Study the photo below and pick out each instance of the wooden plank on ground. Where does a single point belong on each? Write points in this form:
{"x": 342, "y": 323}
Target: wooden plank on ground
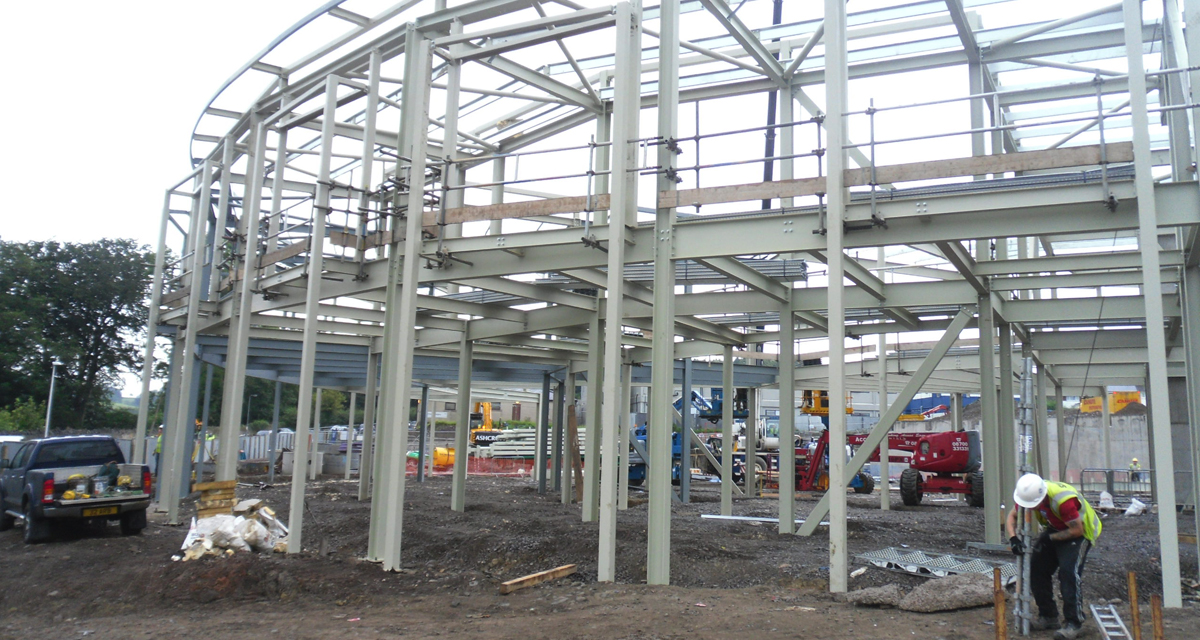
{"x": 537, "y": 579}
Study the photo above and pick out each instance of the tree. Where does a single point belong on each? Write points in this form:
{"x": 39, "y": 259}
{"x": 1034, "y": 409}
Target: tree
{"x": 84, "y": 304}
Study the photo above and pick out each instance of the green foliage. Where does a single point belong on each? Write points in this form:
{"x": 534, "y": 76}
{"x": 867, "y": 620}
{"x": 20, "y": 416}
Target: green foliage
{"x": 24, "y": 416}
{"x": 84, "y": 304}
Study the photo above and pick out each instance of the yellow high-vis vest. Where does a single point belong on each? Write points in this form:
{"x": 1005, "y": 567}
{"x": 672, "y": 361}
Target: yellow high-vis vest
{"x": 1060, "y": 492}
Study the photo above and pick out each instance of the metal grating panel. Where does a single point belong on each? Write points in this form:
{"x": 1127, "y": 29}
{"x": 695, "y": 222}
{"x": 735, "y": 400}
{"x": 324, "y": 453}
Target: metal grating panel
{"x": 936, "y": 564}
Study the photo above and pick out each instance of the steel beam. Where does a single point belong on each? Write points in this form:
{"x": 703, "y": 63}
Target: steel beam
{"x": 745, "y": 37}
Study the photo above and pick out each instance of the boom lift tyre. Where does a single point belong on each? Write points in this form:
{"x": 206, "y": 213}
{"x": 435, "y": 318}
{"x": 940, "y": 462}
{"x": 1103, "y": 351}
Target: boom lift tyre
{"x": 910, "y": 486}
{"x": 975, "y": 497}
{"x": 867, "y": 483}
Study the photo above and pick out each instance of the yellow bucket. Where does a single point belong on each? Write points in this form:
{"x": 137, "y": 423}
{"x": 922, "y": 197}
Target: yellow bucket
{"x": 443, "y": 456}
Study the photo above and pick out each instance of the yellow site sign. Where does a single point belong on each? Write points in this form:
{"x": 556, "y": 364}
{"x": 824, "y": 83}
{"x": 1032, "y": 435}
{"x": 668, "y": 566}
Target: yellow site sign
{"x": 1117, "y": 401}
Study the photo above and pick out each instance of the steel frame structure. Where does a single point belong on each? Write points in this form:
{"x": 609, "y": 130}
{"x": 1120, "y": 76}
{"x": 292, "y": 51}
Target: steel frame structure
{"x": 346, "y": 216}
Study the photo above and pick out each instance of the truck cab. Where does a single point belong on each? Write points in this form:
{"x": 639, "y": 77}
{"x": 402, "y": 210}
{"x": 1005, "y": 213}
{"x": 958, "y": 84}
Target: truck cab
{"x": 72, "y": 478}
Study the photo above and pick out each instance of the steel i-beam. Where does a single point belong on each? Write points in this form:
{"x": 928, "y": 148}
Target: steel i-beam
{"x": 623, "y": 215}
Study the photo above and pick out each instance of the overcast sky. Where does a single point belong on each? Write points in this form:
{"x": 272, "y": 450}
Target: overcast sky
{"x": 100, "y": 101}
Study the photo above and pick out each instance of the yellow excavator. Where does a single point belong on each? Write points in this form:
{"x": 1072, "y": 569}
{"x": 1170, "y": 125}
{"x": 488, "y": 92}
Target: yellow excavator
{"x": 483, "y": 431}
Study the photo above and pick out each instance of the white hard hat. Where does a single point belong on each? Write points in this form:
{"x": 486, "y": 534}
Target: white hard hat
{"x": 1030, "y": 490}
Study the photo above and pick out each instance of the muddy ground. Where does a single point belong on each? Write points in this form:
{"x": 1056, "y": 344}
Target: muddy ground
{"x": 730, "y": 578}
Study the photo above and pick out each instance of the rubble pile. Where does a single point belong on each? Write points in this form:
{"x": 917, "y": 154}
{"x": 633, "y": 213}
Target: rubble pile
{"x": 252, "y": 526}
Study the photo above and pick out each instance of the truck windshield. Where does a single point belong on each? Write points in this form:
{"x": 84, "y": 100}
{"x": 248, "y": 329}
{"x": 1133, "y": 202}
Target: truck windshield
{"x": 95, "y": 452}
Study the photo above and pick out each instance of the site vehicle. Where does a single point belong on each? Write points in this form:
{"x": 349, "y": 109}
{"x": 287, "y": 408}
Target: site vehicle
{"x": 483, "y": 432}
{"x": 72, "y": 478}
{"x": 946, "y": 462}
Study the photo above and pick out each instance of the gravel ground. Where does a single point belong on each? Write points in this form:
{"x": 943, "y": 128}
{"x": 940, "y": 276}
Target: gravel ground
{"x": 747, "y": 575}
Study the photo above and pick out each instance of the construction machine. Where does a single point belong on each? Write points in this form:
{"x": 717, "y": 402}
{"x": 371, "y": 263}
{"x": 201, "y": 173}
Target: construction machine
{"x": 481, "y": 430}
{"x": 946, "y": 462}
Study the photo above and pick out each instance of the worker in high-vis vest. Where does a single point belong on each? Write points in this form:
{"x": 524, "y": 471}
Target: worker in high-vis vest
{"x": 1069, "y": 531}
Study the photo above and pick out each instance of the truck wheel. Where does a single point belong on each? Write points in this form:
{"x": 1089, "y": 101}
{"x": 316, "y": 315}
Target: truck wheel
{"x": 975, "y": 482}
{"x": 867, "y": 483}
{"x": 36, "y": 530}
{"x": 910, "y": 486}
{"x": 132, "y": 522}
{"x": 6, "y": 521}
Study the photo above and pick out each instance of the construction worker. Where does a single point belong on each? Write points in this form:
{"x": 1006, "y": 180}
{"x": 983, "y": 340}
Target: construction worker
{"x": 1069, "y": 531}
{"x": 1134, "y": 471}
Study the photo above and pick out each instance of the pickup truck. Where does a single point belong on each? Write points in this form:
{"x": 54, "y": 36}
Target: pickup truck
{"x": 35, "y": 488}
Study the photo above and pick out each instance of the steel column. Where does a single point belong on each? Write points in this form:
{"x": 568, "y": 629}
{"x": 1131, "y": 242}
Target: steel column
{"x": 993, "y": 484}
{"x": 160, "y": 257}
{"x": 1007, "y": 413}
{"x": 349, "y": 436}
{"x": 1107, "y": 426}
{"x": 462, "y": 429}
{"x": 837, "y": 105}
{"x": 727, "y": 394}
{"x": 558, "y": 455}
{"x": 1042, "y": 440}
{"x": 787, "y": 414}
{"x": 623, "y": 216}
{"x": 750, "y": 477}
{"x": 366, "y": 459}
{"x": 589, "y": 509}
{"x": 1060, "y": 418}
{"x": 311, "y": 309}
{"x": 658, "y": 562}
{"x": 541, "y": 441}
{"x": 423, "y": 426}
{"x": 415, "y": 115}
{"x": 189, "y": 362}
{"x": 886, "y": 444}
{"x": 234, "y": 389}
{"x": 315, "y": 435}
{"x": 687, "y": 428}
{"x": 1152, "y": 288}
{"x": 273, "y": 443}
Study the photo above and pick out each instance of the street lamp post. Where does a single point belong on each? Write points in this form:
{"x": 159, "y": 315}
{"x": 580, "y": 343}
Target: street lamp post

========================================

What is needed: Transcribe every entry word for word, but skip the pictures.

Result:
Study the photo below and pick out each instance of the wooden plank on ground. Where does a single point belong on each? Write points in this form:
{"x": 342, "y": 323}
Target: wooden plank on ground
{"x": 537, "y": 579}
Study the photo above and pick out each instance of the tree. Where does a single point belong on each? Write points in this form:
{"x": 39, "y": 259}
{"x": 1034, "y": 409}
Target: tree
{"x": 84, "y": 304}
Study the photo above and pick out each instance of the green foliage. Where does a single point belong on each? Write points in this form:
{"x": 534, "y": 76}
{"x": 867, "y": 620}
{"x": 20, "y": 416}
Target: green foliage
{"x": 24, "y": 416}
{"x": 84, "y": 304}
Study the photo above and pick out each instance of the yellow high-vis vest. Where does a single point belong on each? Write points in this form:
{"x": 1005, "y": 567}
{"x": 672, "y": 361}
Target: yellow high-vis vest
{"x": 1060, "y": 492}
Study the photo above and pick out each instance of the metal grating panel. Where does a single point belong on each? Write points in this form:
{"x": 1127, "y": 29}
{"x": 695, "y": 222}
{"x": 735, "y": 400}
{"x": 324, "y": 453}
Target: metal grating panel
{"x": 936, "y": 564}
Study the photo above and pick out each instance of the steel beam. Where does a single point belong on each? Write points in this form:
{"x": 703, "y": 63}
Target: steel beam
{"x": 745, "y": 37}
Study the photo above and pick out each instance of the boom lift tyre. Where does a single point belong on each? Write points in this form:
{"x": 206, "y": 213}
{"x": 435, "y": 318}
{"x": 940, "y": 462}
{"x": 1103, "y": 351}
Target: boom lift tyre
{"x": 910, "y": 486}
{"x": 975, "y": 497}
{"x": 867, "y": 483}
Study the photo above and pick out each instance of the yellow bucket. Where does a single point belong on each? Write points in this form:
{"x": 137, "y": 423}
{"x": 922, "y": 197}
Target: yellow bucket
{"x": 443, "y": 456}
Study the photo above and pick out each instance of the yellow site sign. Where does a single point belong on each? Write points in this form:
{"x": 556, "y": 364}
{"x": 824, "y": 83}
{"x": 1032, "y": 435}
{"x": 668, "y": 566}
Target: yellow site sign
{"x": 1117, "y": 401}
Study the photo above and pick out each instance of the steel frame structure. Where does a single point belong on each? Write points in this form:
{"x": 609, "y": 130}
{"x": 1120, "y": 76}
{"x": 292, "y": 51}
Target: steel frame structure
{"x": 346, "y": 216}
Study the photo above and pick out each instance of the truck cab. Where does a single point belong on each? Write points in this form:
{"x": 639, "y": 77}
{"x": 402, "y": 210}
{"x": 1005, "y": 213}
{"x": 958, "y": 84}
Target: truck cab
{"x": 72, "y": 478}
Study the photo above and pick out each instance of the steel i-beam. Where does a single point belong on each? Write points in this form:
{"x": 928, "y": 148}
Target: steel i-beam
{"x": 623, "y": 215}
Study the photo above and pick out each instance of the overcast sky. Where does a single point belong on each? Write points in this form:
{"x": 272, "y": 450}
Target: overcast sky
{"x": 100, "y": 101}
Study the photo above and pick out each instance of the yellow excavator. Where does a single point belong on each? Write points in this form:
{"x": 1072, "y": 569}
{"x": 1170, "y": 125}
{"x": 488, "y": 92}
Target: yellow excavator
{"x": 483, "y": 431}
Study the photo above and pick out each instance of the white hard hat. Where does a single point belong on each? Write points in this form:
{"x": 486, "y": 534}
Target: white hard hat
{"x": 1030, "y": 490}
Study the photo above and pick out each instance of the muddy ground. Where does a single point belong on each? Write points in this form:
{"x": 1056, "y": 344}
Target: muddy ground
{"x": 730, "y": 578}
Study the photo above and pick out each instance of the rubble pile. Where does a single point belong on each? Write points in this form:
{"x": 917, "y": 154}
{"x": 633, "y": 213}
Target: rubble pile
{"x": 252, "y": 526}
Study the photo above and pick out each instance of the truck windshield. Where does a single point belong on each? Write points in this form:
{"x": 84, "y": 100}
{"x": 248, "y": 329}
{"x": 1133, "y": 202}
Target: truck windshield
{"x": 95, "y": 452}
Study the photo above and pick out each instance of the site vehicle. Where does a single point belong on each? Write points in this form:
{"x": 349, "y": 109}
{"x": 287, "y": 408}
Target: site vehicle
{"x": 483, "y": 432}
{"x": 72, "y": 478}
{"x": 946, "y": 462}
Study the photo above and pick out each instance of the gravel ground. Where does a single point belong on each? Write points in this form:
{"x": 943, "y": 128}
{"x": 940, "y": 276}
Target: gravel ground
{"x": 747, "y": 575}
Study the photo above and pick out each instance of the construction machine. Where does a single point belong on each? Write points in this form:
{"x": 717, "y": 402}
{"x": 371, "y": 263}
{"x": 201, "y": 173}
Target: construction machine
{"x": 481, "y": 430}
{"x": 946, "y": 462}
Study the photo above and pick out each instance of the worker in high-vis vest. Where does a single point belong on each? Write points in this form:
{"x": 524, "y": 471}
Target: worker in high-vis vest
{"x": 1069, "y": 531}
Study the photo above and pick out each instance of the truck wheel. Where does a single point belong on each? Write points in this form:
{"x": 1089, "y": 101}
{"x": 316, "y": 315}
Target: truck wheel
{"x": 975, "y": 482}
{"x": 867, "y": 483}
{"x": 36, "y": 530}
{"x": 910, "y": 486}
{"x": 132, "y": 522}
{"x": 6, "y": 521}
Study the photo above and pick out each instance of the construction worker. Where does a single point belong on each? Write points in this form:
{"x": 1006, "y": 180}
{"x": 983, "y": 340}
Target: construction worker
{"x": 1069, "y": 531}
{"x": 1134, "y": 471}
Study the photo above and pick out each instance of the pickup truck. Where does a single point belong on each? Write points in this form:
{"x": 54, "y": 36}
Target: pickup truck
{"x": 35, "y": 488}
Study the photo above and pick out each instance of the steel column. Where does a single point belong on each? Write points in this form:
{"x": 568, "y": 629}
{"x": 1131, "y": 242}
Target: steel column
{"x": 993, "y": 484}
{"x": 160, "y": 257}
{"x": 1007, "y": 413}
{"x": 349, "y": 436}
{"x": 1107, "y": 426}
{"x": 462, "y": 429}
{"x": 837, "y": 105}
{"x": 727, "y": 394}
{"x": 558, "y": 455}
{"x": 1042, "y": 440}
{"x": 787, "y": 414}
{"x": 623, "y": 216}
{"x": 750, "y": 477}
{"x": 366, "y": 459}
{"x": 589, "y": 509}
{"x": 1060, "y": 418}
{"x": 311, "y": 309}
{"x": 658, "y": 562}
{"x": 541, "y": 441}
{"x": 423, "y": 426}
{"x": 415, "y": 115}
{"x": 189, "y": 362}
{"x": 886, "y": 444}
{"x": 234, "y": 389}
{"x": 315, "y": 435}
{"x": 687, "y": 428}
{"x": 1152, "y": 288}
{"x": 273, "y": 443}
Study the photo above and pick out each instance of the street lamp post. Where does a single point belong on each? Write points in this form:
{"x": 159, "y": 315}
{"x": 580, "y": 343}
Target: street lamp post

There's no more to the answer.